- EXERCISE REQUIREMENTS
Please answer these questions from the repository page:
(a) What primary language is listed for the repository?
(b) What does each agent assign to its reviews?
(c) What do agents do after receiving peer reviews?
START PASSAGE
/Multi-agent-peer-review

Official implementation of our paper "Towards Reasoning in Large Language Models via Multi-Agent Peer Review Collaboration".

Primary LanguagePython

Towards Reasoning in Large Language Models via Multi-Agent Peer Review Collaboration

Overview | News | Example | Usage

✨ Overview

This repository contains official implementation of our paper Towards Reasoning in Large Language Models via Multi-Agent Peer Review Collaboration.

We introduce a multi-agent collaboration strategy that emulates the academic peer review process. Each agent independently constructs its own solution, provides reviews on the solutions of others, and assigns confidence levels to its reviews. Upon receiving peer reviews, agents revise their initial solutions.
END PASSAGE
START GIVEN ENTRIES
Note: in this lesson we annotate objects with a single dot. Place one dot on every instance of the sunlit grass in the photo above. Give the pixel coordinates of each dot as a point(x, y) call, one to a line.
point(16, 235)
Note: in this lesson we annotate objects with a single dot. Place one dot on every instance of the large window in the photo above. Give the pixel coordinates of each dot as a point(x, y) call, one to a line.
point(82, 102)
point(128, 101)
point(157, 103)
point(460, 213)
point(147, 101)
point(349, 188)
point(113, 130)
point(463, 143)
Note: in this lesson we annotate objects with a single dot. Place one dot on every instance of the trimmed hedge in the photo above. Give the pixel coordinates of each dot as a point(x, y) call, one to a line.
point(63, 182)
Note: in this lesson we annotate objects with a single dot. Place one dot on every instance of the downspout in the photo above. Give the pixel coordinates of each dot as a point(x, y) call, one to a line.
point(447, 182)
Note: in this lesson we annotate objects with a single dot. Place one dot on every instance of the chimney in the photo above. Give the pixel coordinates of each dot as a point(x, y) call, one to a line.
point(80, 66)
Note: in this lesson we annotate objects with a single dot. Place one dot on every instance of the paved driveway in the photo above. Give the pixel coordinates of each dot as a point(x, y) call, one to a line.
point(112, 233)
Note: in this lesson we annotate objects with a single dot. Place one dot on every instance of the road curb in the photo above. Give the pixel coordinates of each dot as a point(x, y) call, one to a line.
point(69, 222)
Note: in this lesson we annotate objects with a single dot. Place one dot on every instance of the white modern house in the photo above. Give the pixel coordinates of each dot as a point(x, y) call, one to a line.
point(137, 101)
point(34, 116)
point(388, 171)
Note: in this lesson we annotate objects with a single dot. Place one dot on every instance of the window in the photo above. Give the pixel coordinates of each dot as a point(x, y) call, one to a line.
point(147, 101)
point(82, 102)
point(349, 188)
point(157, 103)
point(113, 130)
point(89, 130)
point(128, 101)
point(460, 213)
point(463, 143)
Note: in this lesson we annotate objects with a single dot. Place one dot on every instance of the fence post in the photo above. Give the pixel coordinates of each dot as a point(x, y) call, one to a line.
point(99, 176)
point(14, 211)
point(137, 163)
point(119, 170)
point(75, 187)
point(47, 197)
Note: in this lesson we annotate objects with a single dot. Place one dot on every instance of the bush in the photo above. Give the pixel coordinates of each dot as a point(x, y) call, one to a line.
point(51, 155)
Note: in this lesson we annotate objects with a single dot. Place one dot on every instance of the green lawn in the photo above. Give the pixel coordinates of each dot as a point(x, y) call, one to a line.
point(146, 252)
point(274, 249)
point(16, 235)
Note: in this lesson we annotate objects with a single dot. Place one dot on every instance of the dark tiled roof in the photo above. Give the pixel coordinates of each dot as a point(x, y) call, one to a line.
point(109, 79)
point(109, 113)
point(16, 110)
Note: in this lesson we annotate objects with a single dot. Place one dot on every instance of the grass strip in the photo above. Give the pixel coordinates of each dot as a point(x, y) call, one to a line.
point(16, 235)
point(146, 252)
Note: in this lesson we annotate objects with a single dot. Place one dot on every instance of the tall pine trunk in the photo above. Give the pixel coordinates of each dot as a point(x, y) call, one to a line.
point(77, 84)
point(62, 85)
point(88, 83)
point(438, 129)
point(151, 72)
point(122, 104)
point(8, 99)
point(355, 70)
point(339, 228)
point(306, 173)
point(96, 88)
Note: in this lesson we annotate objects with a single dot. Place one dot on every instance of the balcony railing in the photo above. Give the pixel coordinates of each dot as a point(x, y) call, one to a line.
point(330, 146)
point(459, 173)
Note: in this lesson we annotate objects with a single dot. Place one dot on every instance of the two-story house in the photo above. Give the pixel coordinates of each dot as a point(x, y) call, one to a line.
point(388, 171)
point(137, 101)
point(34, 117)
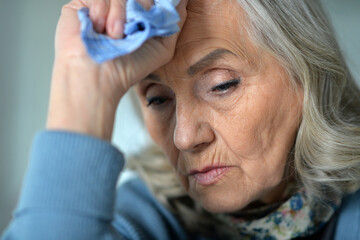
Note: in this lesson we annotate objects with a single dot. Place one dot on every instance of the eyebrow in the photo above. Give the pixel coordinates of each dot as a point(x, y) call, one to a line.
point(204, 62)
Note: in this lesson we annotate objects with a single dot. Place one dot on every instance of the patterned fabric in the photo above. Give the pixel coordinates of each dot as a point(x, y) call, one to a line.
point(299, 216)
point(160, 20)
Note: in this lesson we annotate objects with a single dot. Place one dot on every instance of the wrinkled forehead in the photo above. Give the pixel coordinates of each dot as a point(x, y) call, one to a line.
point(211, 25)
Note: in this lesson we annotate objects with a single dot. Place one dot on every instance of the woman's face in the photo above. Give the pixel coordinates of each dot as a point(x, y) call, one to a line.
point(224, 113)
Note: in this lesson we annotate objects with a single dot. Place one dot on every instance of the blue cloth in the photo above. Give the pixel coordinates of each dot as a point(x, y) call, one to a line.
point(160, 20)
point(69, 193)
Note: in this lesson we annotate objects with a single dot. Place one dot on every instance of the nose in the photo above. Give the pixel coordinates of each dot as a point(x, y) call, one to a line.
point(193, 131)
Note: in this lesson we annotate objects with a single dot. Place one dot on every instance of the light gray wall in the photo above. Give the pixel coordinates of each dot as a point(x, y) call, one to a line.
point(26, 52)
point(26, 45)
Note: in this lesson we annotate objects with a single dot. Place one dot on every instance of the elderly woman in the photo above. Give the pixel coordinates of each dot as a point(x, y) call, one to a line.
point(251, 105)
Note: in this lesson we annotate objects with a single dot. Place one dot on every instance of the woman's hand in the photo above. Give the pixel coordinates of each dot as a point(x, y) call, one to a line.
point(84, 95)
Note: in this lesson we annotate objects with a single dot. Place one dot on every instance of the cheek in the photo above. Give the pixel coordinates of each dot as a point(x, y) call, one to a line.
point(161, 130)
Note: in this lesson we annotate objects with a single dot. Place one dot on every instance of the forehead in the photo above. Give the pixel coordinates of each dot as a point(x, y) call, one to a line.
point(211, 25)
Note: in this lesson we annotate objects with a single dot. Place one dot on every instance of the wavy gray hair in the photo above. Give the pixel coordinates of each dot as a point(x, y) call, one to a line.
point(326, 155)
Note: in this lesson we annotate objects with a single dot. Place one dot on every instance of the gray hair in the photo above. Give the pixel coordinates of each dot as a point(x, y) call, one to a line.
point(326, 155)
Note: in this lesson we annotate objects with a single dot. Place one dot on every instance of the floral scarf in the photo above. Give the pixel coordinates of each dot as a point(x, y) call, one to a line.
point(299, 216)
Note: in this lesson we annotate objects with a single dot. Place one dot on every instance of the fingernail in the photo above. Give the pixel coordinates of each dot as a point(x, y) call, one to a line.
point(99, 26)
point(117, 29)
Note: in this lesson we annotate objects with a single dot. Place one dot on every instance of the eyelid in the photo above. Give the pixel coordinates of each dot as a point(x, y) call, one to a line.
point(230, 83)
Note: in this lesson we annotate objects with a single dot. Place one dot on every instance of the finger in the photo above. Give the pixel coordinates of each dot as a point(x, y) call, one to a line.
point(181, 9)
point(68, 25)
point(116, 18)
point(98, 13)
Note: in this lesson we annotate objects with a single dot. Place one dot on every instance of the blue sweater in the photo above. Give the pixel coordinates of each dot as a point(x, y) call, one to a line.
point(70, 193)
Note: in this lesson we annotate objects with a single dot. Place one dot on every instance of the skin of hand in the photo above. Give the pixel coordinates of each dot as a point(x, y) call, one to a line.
point(223, 111)
point(84, 95)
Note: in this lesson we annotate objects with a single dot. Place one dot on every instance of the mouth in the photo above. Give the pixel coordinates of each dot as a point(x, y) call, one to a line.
point(209, 175)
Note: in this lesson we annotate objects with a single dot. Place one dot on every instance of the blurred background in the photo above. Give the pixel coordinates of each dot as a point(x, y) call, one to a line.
point(26, 53)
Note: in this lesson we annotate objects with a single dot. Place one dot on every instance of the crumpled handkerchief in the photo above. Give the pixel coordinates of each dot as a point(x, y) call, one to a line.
point(160, 20)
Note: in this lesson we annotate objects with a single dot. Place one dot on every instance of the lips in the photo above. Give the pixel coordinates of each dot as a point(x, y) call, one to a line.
point(209, 175)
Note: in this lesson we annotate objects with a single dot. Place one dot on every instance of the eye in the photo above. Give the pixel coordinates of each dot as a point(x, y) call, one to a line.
point(224, 87)
point(157, 100)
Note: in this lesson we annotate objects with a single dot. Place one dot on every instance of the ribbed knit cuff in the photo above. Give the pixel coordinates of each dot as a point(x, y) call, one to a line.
point(70, 171)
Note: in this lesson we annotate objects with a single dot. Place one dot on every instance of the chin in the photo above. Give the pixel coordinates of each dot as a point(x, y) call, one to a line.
point(220, 200)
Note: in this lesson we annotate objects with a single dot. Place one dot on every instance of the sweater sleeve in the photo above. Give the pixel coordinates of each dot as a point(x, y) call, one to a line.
point(69, 190)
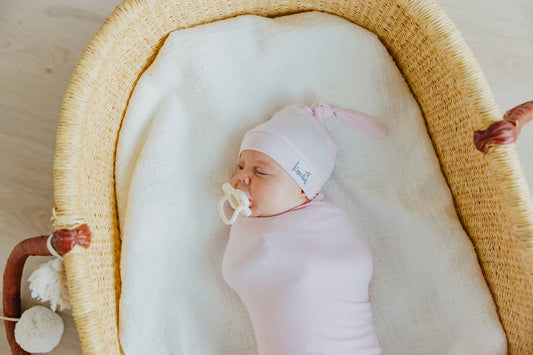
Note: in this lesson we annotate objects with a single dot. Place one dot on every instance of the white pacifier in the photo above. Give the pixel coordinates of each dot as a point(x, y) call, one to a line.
point(238, 201)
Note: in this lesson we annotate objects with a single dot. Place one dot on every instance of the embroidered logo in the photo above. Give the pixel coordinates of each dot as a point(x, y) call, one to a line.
point(301, 172)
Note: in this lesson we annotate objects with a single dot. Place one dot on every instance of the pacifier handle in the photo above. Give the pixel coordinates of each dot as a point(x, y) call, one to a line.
point(237, 200)
point(223, 215)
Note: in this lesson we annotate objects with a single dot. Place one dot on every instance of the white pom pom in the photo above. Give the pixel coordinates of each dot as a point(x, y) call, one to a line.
point(39, 330)
point(48, 283)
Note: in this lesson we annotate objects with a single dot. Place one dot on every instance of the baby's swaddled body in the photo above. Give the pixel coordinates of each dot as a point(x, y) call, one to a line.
point(303, 276)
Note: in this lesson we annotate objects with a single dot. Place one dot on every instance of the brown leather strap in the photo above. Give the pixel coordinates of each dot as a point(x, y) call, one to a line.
point(12, 277)
point(63, 240)
point(507, 130)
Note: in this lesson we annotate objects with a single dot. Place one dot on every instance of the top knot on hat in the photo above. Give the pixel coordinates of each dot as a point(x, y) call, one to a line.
point(296, 138)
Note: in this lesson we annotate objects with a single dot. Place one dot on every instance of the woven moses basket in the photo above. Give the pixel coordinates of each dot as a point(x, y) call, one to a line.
point(489, 190)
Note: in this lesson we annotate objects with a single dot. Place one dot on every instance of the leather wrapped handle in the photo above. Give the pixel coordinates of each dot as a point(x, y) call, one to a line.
point(63, 241)
point(507, 130)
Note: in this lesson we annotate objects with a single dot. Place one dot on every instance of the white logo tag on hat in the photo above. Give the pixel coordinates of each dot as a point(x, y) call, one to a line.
point(301, 173)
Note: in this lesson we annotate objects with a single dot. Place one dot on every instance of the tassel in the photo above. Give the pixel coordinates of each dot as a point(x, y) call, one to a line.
point(49, 282)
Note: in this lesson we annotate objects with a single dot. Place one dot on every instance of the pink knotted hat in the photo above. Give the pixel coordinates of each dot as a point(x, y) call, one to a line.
point(296, 138)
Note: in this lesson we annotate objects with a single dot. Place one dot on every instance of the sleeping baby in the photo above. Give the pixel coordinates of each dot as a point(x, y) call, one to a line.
point(296, 261)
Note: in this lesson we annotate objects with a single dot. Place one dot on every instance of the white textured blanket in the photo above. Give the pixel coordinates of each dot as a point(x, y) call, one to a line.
point(186, 117)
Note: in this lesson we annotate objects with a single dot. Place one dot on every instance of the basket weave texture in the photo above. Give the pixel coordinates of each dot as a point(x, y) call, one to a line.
point(490, 192)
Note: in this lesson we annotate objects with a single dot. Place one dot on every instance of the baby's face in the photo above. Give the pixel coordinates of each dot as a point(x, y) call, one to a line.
point(270, 189)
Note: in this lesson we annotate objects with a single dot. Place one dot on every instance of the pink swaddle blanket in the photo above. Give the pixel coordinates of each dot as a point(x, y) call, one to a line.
point(303, 276)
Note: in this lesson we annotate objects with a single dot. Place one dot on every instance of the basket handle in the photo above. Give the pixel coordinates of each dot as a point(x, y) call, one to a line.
point(63, 240)
point(507, 130)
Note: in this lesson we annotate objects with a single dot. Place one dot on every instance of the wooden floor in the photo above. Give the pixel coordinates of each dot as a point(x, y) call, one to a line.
point(41, 41)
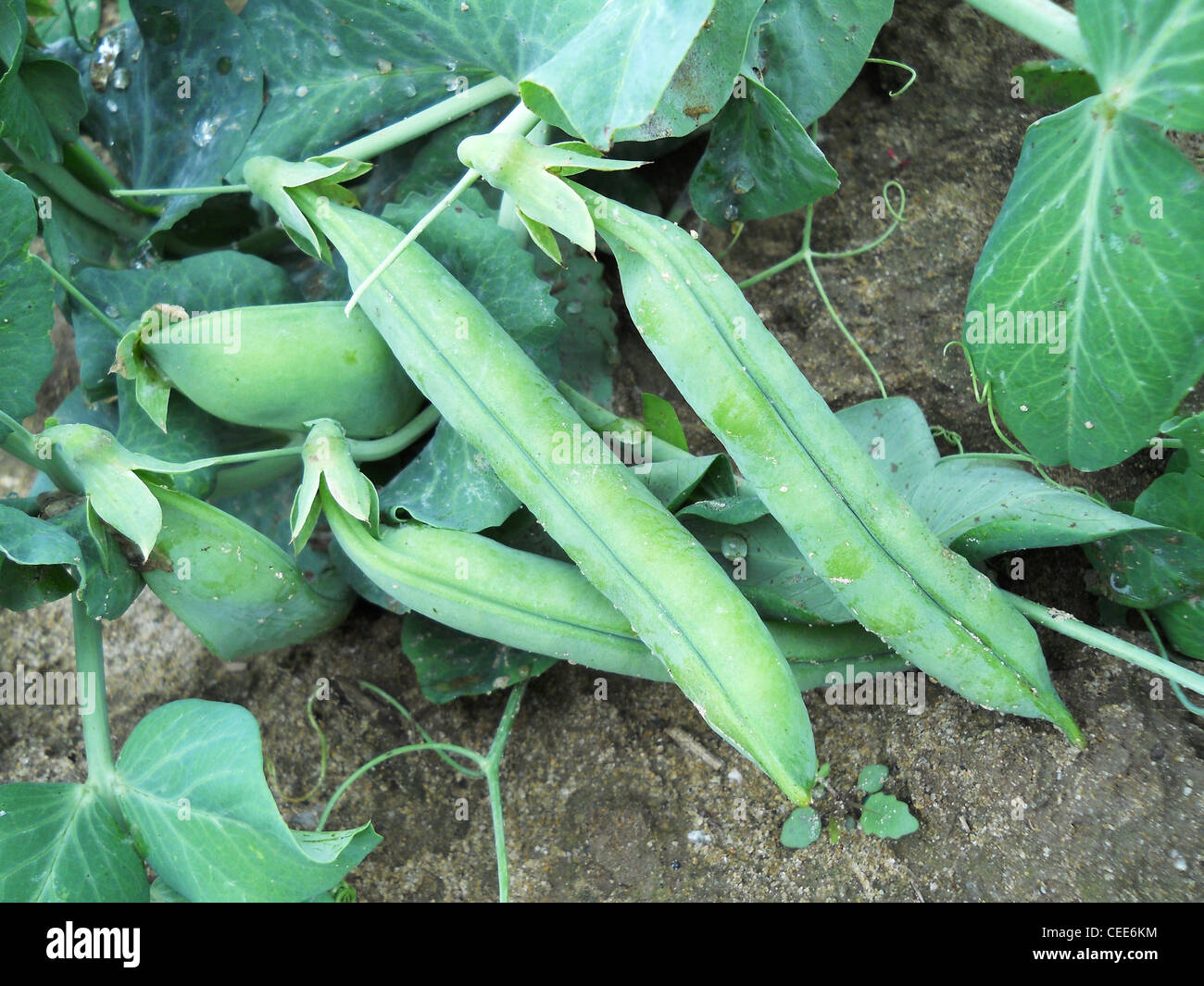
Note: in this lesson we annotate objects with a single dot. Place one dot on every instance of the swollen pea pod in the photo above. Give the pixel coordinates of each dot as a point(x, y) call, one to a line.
point(675, 596)
point(273, 366)
point(232, 586)
point(855, 531)
point(534, 604)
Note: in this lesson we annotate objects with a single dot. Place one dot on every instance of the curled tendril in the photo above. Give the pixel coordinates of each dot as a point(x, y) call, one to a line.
point(902, 65)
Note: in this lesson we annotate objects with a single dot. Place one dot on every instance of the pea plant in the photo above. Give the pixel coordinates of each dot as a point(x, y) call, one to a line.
point(336, 279)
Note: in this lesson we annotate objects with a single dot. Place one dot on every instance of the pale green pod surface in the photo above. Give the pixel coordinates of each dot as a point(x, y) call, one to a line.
point(278, 366)
point(534, 604)
point(855, 531)
point(625, 542)
point(233, 588)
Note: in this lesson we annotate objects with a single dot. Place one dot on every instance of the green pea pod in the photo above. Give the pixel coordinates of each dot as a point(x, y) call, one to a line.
point(534, 604)
point(626, 543)
point(277, 366)
point(233, 588)
point(855, 531)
END GIVEN ENTRIES
- FULL RESPONSE
(a) Python
(b) Confidence levels
(c) They revise their initial solutions.